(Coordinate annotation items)

= = = = = = =

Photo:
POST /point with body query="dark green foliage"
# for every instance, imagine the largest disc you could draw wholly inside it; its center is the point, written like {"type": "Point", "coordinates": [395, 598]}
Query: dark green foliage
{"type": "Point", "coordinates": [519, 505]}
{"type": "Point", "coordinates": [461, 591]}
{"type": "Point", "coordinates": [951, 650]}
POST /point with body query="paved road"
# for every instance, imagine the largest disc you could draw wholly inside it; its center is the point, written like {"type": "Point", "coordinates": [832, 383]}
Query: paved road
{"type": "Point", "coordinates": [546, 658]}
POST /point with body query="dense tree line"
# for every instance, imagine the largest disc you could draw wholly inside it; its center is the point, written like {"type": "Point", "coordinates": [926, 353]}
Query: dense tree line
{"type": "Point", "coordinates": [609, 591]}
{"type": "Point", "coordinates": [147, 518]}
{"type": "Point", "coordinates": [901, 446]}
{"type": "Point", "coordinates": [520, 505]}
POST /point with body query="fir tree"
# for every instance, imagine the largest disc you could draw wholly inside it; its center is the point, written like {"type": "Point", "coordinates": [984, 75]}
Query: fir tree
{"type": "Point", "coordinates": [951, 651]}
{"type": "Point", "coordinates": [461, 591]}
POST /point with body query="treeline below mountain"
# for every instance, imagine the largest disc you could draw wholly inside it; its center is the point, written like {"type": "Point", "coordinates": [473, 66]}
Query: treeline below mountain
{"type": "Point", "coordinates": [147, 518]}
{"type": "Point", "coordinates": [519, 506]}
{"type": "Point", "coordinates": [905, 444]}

= = = = = = =

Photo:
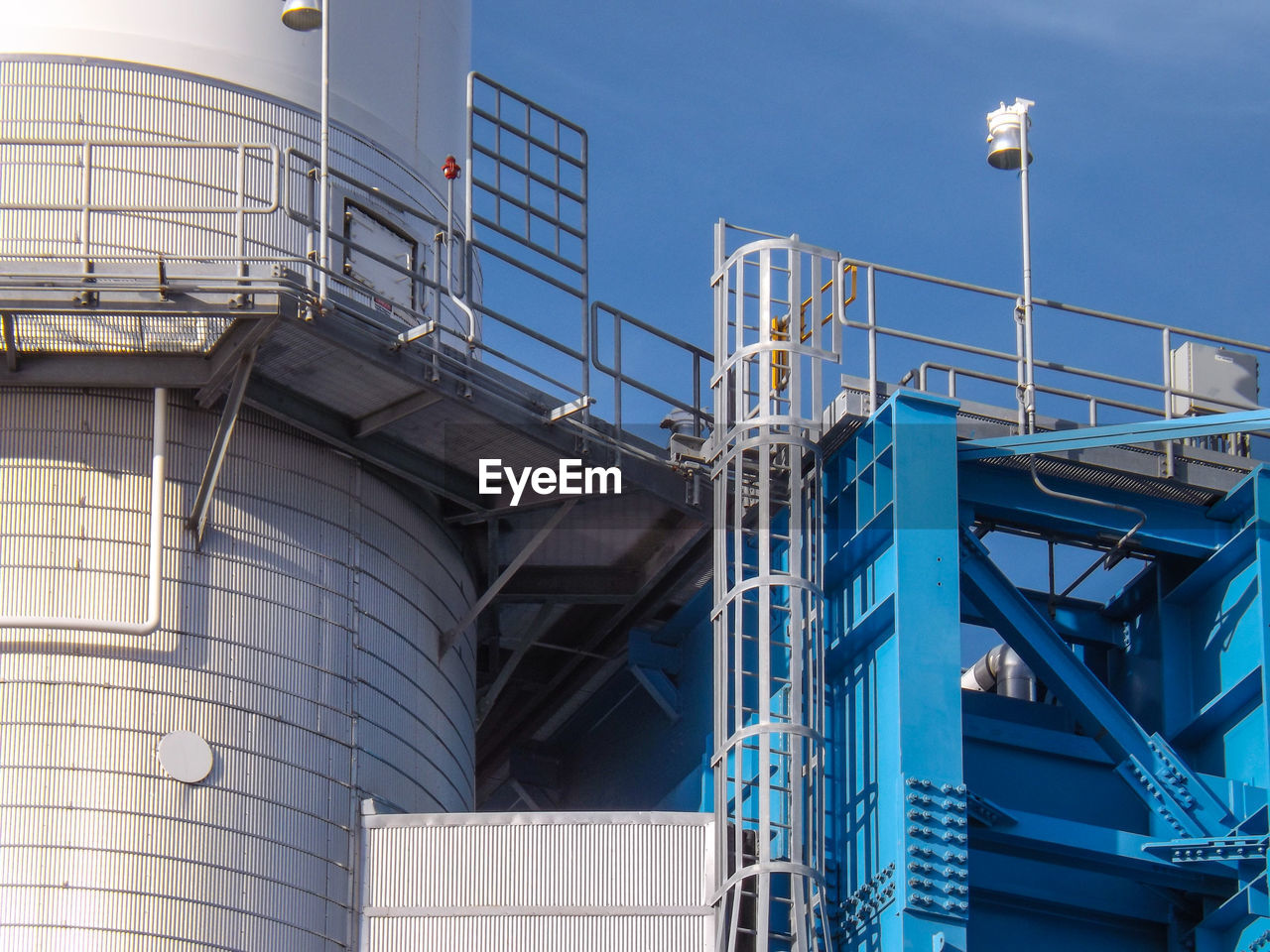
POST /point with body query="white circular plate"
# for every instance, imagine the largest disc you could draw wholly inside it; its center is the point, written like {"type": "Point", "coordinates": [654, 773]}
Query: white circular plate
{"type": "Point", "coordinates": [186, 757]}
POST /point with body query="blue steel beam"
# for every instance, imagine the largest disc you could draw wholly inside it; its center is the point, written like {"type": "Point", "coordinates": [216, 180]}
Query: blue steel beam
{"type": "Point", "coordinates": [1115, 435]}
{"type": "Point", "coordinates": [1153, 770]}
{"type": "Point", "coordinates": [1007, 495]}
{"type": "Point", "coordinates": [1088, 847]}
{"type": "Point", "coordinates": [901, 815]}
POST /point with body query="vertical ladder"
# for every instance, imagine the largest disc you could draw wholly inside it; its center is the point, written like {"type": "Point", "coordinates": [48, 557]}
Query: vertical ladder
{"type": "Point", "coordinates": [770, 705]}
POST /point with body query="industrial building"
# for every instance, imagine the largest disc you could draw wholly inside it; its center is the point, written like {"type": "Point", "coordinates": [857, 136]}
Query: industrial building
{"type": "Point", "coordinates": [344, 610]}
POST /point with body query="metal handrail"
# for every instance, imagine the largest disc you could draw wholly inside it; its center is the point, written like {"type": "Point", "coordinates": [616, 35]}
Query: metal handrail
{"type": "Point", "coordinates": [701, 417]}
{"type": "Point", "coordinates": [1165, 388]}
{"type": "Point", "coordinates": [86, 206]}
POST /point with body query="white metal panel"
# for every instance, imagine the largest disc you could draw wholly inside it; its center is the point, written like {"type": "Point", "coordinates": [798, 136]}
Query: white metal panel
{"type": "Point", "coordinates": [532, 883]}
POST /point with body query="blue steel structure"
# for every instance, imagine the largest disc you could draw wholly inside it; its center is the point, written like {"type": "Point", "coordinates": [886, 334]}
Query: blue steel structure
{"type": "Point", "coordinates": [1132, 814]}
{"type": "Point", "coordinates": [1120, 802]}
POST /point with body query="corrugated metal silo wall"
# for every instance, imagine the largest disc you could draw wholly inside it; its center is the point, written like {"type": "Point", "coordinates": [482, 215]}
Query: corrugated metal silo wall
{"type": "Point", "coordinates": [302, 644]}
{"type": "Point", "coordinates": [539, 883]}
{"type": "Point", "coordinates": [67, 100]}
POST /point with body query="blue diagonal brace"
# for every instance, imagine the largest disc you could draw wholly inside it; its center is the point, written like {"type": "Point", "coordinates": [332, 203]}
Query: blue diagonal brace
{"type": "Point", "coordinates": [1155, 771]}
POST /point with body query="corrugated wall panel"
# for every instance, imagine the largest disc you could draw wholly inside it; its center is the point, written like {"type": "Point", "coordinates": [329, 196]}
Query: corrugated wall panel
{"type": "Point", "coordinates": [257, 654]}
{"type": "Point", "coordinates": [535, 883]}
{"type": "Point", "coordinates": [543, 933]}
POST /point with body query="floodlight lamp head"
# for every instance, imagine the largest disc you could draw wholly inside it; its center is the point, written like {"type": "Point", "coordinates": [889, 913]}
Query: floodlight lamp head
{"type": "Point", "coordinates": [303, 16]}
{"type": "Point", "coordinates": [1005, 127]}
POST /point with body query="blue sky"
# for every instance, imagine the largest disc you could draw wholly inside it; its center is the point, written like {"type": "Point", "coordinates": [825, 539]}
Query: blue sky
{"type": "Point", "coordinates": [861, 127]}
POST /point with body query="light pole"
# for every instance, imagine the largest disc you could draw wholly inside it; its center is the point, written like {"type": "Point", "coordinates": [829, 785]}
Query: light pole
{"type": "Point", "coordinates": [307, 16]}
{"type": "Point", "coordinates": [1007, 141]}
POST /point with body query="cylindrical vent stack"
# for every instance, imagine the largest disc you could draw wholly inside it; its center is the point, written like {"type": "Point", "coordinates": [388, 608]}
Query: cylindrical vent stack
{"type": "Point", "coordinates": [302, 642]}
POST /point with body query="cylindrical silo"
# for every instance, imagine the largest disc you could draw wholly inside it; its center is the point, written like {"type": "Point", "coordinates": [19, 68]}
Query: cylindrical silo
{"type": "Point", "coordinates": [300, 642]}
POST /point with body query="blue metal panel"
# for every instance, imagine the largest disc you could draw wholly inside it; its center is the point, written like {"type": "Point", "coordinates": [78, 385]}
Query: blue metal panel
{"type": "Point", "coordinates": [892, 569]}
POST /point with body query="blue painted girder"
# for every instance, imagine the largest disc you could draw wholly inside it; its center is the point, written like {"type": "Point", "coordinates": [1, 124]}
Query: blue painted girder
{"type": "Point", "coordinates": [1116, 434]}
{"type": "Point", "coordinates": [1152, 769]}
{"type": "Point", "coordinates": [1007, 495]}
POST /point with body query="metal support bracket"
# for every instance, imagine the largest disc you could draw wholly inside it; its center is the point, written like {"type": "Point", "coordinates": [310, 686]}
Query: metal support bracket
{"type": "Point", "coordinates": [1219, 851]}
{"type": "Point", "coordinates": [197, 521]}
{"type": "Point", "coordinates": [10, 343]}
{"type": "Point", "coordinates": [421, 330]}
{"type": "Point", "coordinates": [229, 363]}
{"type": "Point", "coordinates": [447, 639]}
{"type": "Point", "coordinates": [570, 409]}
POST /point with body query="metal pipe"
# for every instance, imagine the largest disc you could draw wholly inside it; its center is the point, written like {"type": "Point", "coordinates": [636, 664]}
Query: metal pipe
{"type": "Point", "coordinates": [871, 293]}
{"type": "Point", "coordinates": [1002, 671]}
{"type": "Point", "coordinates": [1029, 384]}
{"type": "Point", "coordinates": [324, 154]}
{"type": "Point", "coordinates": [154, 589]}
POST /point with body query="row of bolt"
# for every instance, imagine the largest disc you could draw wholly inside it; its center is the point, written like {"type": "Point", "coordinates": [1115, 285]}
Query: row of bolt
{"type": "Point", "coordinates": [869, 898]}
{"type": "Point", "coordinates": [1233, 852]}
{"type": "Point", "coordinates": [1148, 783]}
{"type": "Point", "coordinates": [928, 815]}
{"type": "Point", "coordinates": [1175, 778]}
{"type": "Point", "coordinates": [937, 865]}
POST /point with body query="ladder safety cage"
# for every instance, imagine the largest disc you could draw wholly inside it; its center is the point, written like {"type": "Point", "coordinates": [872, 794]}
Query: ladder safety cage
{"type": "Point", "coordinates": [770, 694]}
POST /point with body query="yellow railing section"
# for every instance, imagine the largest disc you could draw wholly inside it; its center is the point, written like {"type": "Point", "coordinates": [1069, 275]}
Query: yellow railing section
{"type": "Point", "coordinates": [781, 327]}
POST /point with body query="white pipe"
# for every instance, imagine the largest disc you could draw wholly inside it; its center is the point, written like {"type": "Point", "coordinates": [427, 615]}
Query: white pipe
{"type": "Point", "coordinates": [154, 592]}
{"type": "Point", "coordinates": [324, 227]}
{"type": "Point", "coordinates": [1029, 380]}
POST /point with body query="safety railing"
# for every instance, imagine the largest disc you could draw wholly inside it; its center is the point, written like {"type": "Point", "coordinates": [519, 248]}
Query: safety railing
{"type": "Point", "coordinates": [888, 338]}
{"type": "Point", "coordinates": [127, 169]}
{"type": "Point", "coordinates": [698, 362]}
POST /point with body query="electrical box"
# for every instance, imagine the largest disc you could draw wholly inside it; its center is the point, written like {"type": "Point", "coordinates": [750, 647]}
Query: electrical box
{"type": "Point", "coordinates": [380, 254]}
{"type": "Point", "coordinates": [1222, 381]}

= = = = = = =

Count the lines in the items above that contain the string "cage", treating uppercase and lowercase as distinct. Reply with the number alone.

**Correct answer:** 2